▶ [STATED PROBLEM] Convert every line of the records below into a Markdown table with the columns "Row" and "Line", numbering the rows and skipping blank lines. Leave the pictures out of your answer.

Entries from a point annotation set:

════════════════════

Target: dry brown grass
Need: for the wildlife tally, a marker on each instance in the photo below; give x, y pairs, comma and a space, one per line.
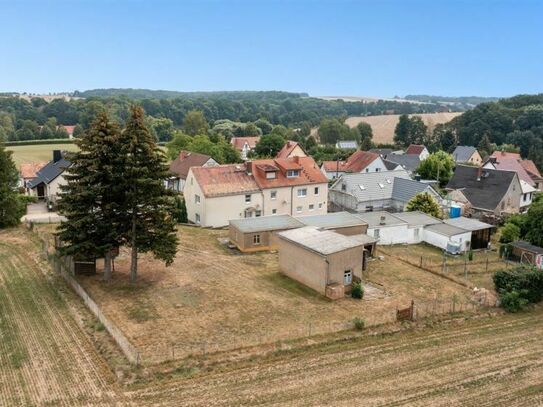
383, 126
213, 300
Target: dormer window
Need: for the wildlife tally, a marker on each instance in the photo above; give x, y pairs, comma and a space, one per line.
293, 173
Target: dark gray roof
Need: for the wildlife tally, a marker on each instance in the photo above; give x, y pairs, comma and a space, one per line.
405, 189
331, 220
484, 192
266, 223
463, 153
409, 162
49, 172
521, 244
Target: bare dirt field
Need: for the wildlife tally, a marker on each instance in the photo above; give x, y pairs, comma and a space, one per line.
212, 299
383, 126
47, 359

════════════════════

▶ [TASK OUTPUT]
| Row | Line |
|---|---|
| 1 | Target: dry brown grass |
| 2 | Need: for the wildlife tally, a marker on each instance in the photo below; give x, y pairs, comma and a space, one per line. |
| 3 | 383, 126 |
| 4 | 213, 300 |
| 5 | Target: dormer window |
| 6 | Need: for the wildlife tally, a marker on each instance in the photo above; give x, y pairs, comma and a space, one per line. |
| 7 | 293, 173 |
| 8 | Target: dark gray roof |
| 9 | Need: for the wildlife tally, a marker on each instance in the photo above; give x, y pairs, comma and a space, one per line. |
| 10 | 405, 189 |
| 11 | 331, 220 |
| 12 | 484, 192 |
| 13 | 266, 223 |
| 14 | 463, 153 |
| 15 | 409, 162 |
| 16 | 49, 172 |
| 17 | 521, 244 |
| 18 | Target: bare dirt field |
| 19 | Need: for the wildlife tally, a marker on each instance in the photo above; give x, y pairs, comma and a space, one per line. |
| 20 | 212, 299 |
| 21 | 383, 126 |
| 22 | 47, 359 |